___ EXCERPT PROVIDED

HILLSBOROUGH COUNTY, Florida -- County commissioners are set to move forward Wednesday with rewritten policies regarding lobbyist registration and public records requests following 10Investigates stories exposing failures in oversight.
The changes will include issuing county-owned cell phones to commissioners for public business, where text messages can be better-archived. However, commissioners' private cell phones - much like their email addresses - will remain subject to the state's Sunshine Laws when the topic of the conversation relates to government business.
In September, 10Investigates exposed how Hillsborough County wasn't enforcing its own lobbying rules, which suggest county oversight when consultants like Beth Leytham speak to commissioners and staff about issues coming before them.
A month later, as it continued its fight for public records county commissioners initially said didn't exist, 10Investigates finally obtained emails it had first requested in June. Commission Chairwoman Sandy Murman apologized, while a more combative Commissioner Ken Hagan blamed county staff and ordered changes to county policies.
10Investigates later exposed how County Attorney Chip Fletcher advised officials on how they could delete public records, such as text messages, by utilizing a loophole in the state's record retention laws. However, Florida's First Amendment Foundation has said the record deletion was probably illegal.
Wednesday's commission actions are the latest fallout from the year-long WTSP investigation, which has also prompted local and state ethics investigations. A review by the Hillsborough County Sheriff's Office is expected to be finalized later this month.

______

▶ [WHAT TO DO]:
[1] Summarize the article on Hillsborough County in two sentences.
[2] Retype the part of the article on Hillsborough County between "A month later, as" and "later this month.", inclusive.
[3] Name every person the article on Hillsborough County mentions by name.
Work only from the article on Hillsborough County above.

___ COLLECTED DATA

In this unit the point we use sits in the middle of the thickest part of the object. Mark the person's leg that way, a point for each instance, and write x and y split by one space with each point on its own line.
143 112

______

▶ [EXERCISE ANSWERS]:
[1] Hillsborough County commissioners are set to move forward Wednesday with rewritten policies on lobbyist registration and public records requests, including county-owned cell phones for public business, after 10Investigates stories exposed failures in oversight. Those stories showed the county wasn't enforcing its lobbying rules, that emails commissioners first said didn't exist were eventually obtained, and that the county attorney advised officials on how they could delete public records.

[2]
A month later, as it continued its fight for public records county commissioners initially said didn't exist, 10Investigates finally obtained emails it had first requested in June. Commission Chairwoman Sandy Murman apologized, while a more combative Commissioner Ken Hagan blamed county staff and ordered changes to county policies.
10Investigates later exposed how County Attorney Chip Fletcher advised officials on how they could delete public records, such as text messages, by utilizing a loophole in the state's record retention laws. However, Florida's First Amendment Foundation has said the record deletion was probably illegal.
Wednesday's commission actions are the latest fallout from the year-long WTSP investigation, which has also prompted local and state ethics investigations. A review by the Hillsborough County Sheriff's Office is expected to be finalized later this month.

[3]
- Beth Leytham
- Sandy Murman
- Ken Hagan
- Chip Fletcher